(begin)
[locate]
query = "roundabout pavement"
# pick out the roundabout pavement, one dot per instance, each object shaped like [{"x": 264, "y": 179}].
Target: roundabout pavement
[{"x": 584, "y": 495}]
(end)
● **WORK TO DO**
Can you return every line of the listing above with no changes?

● **TASK RESULT**
[locate]
query = "roundabout pavement"
# pick out the roundabout pavement, one dot per instance, each object shaped like [{"x": 264, "y": 179}].
Target: roundabout pavement
[{"x": 584, "y": 495}]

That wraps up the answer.